■ **Stored records**
----------------

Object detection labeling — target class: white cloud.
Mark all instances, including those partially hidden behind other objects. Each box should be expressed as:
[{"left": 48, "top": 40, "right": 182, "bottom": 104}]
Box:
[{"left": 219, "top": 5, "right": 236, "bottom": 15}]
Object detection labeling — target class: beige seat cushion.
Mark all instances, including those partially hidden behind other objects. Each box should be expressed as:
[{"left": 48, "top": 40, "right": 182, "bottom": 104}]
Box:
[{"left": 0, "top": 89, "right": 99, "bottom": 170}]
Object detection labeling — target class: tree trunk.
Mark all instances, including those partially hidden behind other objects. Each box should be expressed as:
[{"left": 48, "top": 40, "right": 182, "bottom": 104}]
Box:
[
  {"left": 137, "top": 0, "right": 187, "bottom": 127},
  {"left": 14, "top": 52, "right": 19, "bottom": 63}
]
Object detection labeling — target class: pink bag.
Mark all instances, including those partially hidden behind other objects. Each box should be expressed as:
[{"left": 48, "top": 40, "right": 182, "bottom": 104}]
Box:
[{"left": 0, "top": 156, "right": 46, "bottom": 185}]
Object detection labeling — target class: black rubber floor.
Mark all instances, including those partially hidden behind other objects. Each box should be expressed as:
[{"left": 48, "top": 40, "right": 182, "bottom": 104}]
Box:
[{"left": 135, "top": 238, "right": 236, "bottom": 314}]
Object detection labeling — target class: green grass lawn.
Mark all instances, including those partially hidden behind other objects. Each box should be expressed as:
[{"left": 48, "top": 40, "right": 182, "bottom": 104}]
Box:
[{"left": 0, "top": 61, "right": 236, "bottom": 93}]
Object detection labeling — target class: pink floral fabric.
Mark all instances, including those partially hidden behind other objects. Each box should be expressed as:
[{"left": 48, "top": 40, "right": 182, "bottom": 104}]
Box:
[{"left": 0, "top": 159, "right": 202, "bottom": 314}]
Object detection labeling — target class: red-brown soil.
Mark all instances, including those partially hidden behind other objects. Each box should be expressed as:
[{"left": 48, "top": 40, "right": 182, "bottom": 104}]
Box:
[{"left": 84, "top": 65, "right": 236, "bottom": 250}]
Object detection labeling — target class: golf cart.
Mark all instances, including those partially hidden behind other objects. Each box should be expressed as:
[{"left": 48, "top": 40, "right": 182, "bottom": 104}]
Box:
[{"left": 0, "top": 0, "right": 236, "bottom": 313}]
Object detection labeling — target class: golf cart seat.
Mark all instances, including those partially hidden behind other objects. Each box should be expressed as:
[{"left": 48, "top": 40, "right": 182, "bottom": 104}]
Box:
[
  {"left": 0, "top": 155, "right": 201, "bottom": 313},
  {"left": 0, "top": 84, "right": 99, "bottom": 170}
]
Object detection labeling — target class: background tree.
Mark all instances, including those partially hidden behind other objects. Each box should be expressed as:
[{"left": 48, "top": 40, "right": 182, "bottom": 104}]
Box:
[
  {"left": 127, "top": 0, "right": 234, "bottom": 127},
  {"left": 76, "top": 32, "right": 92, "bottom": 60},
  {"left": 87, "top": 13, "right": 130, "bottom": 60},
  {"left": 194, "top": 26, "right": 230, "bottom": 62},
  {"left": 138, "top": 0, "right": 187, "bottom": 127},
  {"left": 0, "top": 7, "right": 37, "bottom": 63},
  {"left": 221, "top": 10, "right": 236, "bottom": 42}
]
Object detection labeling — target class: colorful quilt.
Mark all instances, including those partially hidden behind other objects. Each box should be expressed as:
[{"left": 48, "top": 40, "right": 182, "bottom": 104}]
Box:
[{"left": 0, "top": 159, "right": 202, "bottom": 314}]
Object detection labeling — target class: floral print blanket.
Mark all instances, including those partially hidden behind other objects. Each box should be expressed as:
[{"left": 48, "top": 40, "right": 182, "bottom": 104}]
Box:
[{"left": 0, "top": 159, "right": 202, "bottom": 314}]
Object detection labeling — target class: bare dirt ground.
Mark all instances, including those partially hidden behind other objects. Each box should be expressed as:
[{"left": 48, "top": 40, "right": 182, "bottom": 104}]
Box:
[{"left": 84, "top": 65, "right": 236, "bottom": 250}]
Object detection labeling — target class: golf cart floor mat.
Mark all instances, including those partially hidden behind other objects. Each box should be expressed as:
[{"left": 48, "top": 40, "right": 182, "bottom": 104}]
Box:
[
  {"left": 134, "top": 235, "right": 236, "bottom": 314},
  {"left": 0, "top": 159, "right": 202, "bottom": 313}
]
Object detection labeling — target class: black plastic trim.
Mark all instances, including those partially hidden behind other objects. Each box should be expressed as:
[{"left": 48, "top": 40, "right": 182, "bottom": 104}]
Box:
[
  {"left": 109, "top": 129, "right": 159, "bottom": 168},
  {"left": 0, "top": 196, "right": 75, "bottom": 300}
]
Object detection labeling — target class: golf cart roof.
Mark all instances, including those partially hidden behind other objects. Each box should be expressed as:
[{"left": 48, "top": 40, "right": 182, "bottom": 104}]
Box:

----------------

■ **Task description**
Rescale the records, starting with the line containing "Object detection labeling — target class: golf cart floor" and continuing through the end of the records. Reproduce every line, requests included, with each bounding-box coordinate in the answers multiplied by 0.65 and rounded to a whole number (halves rounded up), and leave the numbers in the requests and their format samples unchanged.

■ **Problem solution**
Object detection labeling — target class: golf cart floor mat.
Mark all instances, including those partially hidden behind other objects. Each box should be expressed as:
[{"left": 48, "top": 40, "right": 182, "bottom": 104}]
Box:
[
  {"left": 87, "top": 153, "right": 153, "bottom": 204},
  {"left": 0, "top": 103, "right": 131, "bottom": 203}
]
Object detection labeling — target class: black plastic trim.
Mark all instances, including those partially hidden behind other objects. Each box should be expressed as:
[{"left": 48, "top": 40, "right": 182, "bottom": 104}]
Box:
[
  {"left": 71, "top": 84, "right": 103, "bottom": 109},
  {"left": 0, "top": 127, "right": 49, "bottom": 195}
]
Object detection labeling — target class: golf cart roof.
Mark all instances, including those partially hidden behind other objects. Each box should be expressed as:
[{"left": 48, "top": 40, "right": 182, "bottom": 104}]
Box:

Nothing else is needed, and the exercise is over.